_Exercise details:_ Output exactly the lines from the line with "the white house;" through the end of the records below. Include nothing else.
::::
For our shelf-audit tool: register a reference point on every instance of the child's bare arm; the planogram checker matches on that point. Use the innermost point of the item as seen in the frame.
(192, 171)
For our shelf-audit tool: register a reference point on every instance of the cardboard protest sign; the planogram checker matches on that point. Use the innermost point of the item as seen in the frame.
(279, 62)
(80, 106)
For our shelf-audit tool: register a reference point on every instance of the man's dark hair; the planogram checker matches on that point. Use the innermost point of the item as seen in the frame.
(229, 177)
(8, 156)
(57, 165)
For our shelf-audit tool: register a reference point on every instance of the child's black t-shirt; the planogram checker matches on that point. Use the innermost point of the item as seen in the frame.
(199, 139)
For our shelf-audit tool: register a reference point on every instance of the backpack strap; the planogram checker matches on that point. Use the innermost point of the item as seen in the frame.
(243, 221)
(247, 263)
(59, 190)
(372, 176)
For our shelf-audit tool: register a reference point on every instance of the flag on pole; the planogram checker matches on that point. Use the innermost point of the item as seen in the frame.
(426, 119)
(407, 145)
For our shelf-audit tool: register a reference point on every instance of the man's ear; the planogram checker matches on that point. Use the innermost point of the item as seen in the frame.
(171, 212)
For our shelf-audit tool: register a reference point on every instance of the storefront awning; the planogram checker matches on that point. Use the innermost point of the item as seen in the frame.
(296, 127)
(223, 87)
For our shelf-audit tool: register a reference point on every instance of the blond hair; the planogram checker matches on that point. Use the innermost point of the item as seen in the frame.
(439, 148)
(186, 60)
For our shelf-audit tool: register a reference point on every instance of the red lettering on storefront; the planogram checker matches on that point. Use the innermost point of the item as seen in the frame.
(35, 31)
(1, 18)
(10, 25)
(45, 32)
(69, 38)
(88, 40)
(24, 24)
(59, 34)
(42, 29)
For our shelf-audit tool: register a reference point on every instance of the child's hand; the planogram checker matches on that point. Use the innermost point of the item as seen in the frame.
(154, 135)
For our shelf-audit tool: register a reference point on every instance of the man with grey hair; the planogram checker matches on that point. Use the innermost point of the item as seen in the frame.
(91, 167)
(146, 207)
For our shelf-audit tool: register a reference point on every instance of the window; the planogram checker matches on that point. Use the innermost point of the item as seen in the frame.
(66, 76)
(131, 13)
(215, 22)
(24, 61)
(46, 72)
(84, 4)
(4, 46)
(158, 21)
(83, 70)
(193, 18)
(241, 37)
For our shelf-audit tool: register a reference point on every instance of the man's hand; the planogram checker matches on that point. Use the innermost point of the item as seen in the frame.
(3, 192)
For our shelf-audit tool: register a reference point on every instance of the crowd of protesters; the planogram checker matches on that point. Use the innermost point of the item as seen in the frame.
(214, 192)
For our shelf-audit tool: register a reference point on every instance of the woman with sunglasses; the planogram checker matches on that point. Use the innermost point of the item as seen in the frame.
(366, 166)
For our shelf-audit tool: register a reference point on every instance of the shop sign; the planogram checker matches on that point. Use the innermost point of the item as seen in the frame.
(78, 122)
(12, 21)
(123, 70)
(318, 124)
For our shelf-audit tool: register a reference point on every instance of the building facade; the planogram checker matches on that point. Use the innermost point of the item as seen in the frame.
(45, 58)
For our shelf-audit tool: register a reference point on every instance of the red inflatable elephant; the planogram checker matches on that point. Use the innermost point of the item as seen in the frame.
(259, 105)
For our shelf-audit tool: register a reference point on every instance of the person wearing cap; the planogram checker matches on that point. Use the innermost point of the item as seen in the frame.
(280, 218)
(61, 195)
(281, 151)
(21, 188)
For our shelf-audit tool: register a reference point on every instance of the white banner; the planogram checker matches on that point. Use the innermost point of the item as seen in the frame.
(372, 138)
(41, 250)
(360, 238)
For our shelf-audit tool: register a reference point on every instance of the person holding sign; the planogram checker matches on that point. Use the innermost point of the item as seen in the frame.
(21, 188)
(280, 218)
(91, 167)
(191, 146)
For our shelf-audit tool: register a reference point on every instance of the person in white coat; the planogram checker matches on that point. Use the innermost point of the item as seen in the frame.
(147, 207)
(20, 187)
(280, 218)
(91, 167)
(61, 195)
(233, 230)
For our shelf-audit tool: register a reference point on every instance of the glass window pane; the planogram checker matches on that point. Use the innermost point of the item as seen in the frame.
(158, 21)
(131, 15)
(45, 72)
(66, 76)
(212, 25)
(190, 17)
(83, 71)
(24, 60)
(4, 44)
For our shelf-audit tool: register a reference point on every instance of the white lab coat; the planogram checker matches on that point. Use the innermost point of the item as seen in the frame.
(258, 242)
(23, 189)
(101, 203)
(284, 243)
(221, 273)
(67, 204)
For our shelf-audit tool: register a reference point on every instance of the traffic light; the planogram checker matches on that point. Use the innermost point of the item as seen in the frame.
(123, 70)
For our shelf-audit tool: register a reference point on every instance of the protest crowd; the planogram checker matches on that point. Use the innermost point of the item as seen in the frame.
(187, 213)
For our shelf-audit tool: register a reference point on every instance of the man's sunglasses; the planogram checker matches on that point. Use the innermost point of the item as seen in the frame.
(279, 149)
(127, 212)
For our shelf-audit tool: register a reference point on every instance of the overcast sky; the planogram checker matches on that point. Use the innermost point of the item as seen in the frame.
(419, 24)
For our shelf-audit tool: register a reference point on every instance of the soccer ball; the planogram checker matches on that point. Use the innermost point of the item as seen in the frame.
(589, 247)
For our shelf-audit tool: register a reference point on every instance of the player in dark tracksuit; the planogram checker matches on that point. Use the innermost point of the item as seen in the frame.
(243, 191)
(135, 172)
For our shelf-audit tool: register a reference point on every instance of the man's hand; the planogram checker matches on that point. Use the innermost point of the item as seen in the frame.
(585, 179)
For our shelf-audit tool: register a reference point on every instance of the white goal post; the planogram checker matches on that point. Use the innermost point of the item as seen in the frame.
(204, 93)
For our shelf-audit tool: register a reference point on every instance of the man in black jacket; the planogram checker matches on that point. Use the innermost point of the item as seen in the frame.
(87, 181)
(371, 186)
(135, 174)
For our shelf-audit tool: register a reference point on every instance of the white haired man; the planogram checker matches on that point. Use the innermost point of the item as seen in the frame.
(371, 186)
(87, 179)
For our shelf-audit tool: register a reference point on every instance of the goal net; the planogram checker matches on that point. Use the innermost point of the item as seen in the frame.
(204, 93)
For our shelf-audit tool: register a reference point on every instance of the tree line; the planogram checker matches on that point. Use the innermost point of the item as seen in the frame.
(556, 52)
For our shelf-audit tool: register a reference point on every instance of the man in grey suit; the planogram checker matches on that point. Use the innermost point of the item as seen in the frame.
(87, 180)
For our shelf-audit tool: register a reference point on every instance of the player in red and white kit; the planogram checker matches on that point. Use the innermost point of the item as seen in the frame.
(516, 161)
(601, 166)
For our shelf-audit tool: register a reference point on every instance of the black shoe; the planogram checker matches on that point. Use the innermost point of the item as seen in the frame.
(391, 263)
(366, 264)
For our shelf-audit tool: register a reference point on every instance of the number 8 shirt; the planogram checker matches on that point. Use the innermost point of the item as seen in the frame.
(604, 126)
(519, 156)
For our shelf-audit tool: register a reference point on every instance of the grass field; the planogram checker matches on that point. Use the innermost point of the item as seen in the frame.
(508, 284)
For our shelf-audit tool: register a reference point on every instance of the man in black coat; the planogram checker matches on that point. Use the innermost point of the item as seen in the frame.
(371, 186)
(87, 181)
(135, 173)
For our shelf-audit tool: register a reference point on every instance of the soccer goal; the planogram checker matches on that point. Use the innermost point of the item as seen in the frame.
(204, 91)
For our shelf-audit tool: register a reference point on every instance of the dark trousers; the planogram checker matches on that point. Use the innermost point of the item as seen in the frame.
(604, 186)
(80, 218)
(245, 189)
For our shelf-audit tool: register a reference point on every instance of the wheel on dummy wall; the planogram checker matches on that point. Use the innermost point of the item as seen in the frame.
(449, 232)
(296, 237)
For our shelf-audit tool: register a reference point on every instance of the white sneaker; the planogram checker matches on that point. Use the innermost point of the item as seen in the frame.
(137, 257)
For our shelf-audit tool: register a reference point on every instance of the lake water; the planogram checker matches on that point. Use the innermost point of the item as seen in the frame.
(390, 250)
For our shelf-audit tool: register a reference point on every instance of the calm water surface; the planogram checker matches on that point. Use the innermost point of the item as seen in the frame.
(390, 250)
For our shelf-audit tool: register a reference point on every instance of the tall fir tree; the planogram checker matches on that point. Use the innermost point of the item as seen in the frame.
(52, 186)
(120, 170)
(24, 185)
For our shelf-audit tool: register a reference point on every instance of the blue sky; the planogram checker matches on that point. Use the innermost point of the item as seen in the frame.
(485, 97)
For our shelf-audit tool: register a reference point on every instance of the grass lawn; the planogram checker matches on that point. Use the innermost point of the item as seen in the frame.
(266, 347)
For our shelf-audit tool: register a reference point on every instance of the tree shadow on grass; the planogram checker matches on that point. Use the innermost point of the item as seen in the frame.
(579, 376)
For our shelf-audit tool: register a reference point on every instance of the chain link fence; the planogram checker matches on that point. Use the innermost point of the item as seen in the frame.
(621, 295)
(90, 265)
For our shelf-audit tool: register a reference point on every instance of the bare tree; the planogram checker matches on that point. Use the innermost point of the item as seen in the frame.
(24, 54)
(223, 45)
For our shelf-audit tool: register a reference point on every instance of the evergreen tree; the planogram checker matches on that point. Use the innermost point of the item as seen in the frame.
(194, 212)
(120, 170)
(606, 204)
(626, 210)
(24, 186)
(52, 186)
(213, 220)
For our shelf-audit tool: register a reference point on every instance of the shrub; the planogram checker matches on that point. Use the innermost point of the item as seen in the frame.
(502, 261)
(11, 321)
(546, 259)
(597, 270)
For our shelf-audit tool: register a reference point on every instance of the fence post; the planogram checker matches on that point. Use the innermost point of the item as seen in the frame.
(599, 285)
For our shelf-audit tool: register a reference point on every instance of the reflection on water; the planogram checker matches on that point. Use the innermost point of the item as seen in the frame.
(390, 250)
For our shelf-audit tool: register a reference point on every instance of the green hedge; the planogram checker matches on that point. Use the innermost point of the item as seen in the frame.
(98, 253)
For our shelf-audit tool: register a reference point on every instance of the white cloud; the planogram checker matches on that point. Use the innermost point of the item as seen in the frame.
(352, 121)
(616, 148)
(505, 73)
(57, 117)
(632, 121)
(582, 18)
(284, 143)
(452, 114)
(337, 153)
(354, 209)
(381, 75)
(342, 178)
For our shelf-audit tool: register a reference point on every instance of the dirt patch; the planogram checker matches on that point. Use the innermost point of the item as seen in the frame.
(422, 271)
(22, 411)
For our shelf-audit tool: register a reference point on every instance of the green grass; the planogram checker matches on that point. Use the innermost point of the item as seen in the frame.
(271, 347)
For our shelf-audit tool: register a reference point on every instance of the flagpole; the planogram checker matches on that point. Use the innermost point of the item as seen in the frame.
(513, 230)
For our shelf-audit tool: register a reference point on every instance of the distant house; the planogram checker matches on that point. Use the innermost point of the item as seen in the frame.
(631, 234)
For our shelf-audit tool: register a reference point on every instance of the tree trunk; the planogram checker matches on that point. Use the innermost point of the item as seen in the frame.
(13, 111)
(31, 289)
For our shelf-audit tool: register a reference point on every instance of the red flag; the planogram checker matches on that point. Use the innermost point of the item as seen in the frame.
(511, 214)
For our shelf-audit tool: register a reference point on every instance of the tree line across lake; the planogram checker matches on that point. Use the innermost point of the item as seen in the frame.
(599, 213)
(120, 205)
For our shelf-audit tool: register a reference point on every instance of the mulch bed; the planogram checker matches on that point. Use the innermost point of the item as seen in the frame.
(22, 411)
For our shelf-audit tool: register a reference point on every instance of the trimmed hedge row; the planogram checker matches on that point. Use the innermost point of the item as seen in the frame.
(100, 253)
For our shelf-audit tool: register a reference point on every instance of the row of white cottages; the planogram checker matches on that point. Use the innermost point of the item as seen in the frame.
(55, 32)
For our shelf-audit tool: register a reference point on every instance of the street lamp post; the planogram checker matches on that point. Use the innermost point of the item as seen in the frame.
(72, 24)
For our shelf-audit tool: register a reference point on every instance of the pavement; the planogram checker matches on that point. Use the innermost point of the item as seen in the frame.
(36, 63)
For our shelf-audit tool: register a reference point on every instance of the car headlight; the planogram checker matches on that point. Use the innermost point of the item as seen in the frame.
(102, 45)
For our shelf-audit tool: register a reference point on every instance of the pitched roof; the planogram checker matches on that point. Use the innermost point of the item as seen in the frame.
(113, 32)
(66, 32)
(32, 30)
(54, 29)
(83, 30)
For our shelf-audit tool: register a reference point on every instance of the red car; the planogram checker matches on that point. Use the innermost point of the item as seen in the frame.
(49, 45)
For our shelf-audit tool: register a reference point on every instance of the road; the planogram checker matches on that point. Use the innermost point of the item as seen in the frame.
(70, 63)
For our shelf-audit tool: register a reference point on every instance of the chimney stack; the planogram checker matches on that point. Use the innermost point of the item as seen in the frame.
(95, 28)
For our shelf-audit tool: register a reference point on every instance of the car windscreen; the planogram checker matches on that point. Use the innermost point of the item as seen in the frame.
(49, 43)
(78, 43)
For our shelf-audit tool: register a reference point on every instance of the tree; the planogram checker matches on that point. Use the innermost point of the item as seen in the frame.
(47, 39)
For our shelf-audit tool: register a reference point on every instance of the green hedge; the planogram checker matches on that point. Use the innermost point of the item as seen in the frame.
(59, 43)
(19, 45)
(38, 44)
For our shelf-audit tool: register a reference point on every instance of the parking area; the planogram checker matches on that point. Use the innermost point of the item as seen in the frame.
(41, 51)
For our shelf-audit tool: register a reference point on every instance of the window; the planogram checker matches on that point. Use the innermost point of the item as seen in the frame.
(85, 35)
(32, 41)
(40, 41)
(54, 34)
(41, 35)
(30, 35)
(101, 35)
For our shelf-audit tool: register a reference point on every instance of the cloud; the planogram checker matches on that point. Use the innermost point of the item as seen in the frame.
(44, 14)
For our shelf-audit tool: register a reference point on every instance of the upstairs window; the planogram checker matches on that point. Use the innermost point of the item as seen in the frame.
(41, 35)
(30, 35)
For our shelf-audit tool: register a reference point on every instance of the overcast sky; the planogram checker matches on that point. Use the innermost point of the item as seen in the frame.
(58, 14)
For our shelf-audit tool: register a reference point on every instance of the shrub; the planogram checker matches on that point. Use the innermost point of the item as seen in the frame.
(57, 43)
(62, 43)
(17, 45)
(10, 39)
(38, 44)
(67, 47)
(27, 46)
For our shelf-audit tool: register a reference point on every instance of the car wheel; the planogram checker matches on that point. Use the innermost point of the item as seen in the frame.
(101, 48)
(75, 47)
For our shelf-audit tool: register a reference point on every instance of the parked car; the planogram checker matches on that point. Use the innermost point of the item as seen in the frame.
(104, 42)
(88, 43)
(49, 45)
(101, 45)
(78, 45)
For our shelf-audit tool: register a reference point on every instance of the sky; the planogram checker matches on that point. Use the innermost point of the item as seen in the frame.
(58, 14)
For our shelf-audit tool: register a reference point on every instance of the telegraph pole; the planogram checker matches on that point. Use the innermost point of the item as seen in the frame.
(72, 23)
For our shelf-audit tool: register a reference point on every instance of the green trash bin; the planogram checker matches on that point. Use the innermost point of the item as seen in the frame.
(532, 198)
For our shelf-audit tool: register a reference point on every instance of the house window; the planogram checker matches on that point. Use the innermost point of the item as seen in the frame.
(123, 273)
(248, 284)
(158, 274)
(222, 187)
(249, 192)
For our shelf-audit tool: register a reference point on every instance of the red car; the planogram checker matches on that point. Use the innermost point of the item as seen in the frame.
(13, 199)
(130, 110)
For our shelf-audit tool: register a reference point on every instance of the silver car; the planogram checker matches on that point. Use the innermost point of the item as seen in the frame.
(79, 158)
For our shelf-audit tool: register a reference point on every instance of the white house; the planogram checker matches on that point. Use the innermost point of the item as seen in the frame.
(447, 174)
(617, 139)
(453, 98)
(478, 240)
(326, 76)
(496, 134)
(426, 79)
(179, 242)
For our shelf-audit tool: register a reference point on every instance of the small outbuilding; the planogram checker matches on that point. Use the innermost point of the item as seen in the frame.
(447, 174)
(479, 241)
::::
_Complete output:_
For our shelf-audit tool: register a reference point on every instance of the white house; the planogram checker matches on that point. Use the innermost point of the item as seen in the frame.
(447, 174)
(617, 139)
(453, 98)
(478, 240)
(326, 76)
(496, 134)
(426, 79)
(179, 242)
For our shelf-audit tool: register a reference point on every instance of the small outbuilding; the planogram checker matches on that point. Use the innermost point of the item as seen in the frame.
(447, 174)
(479, 241)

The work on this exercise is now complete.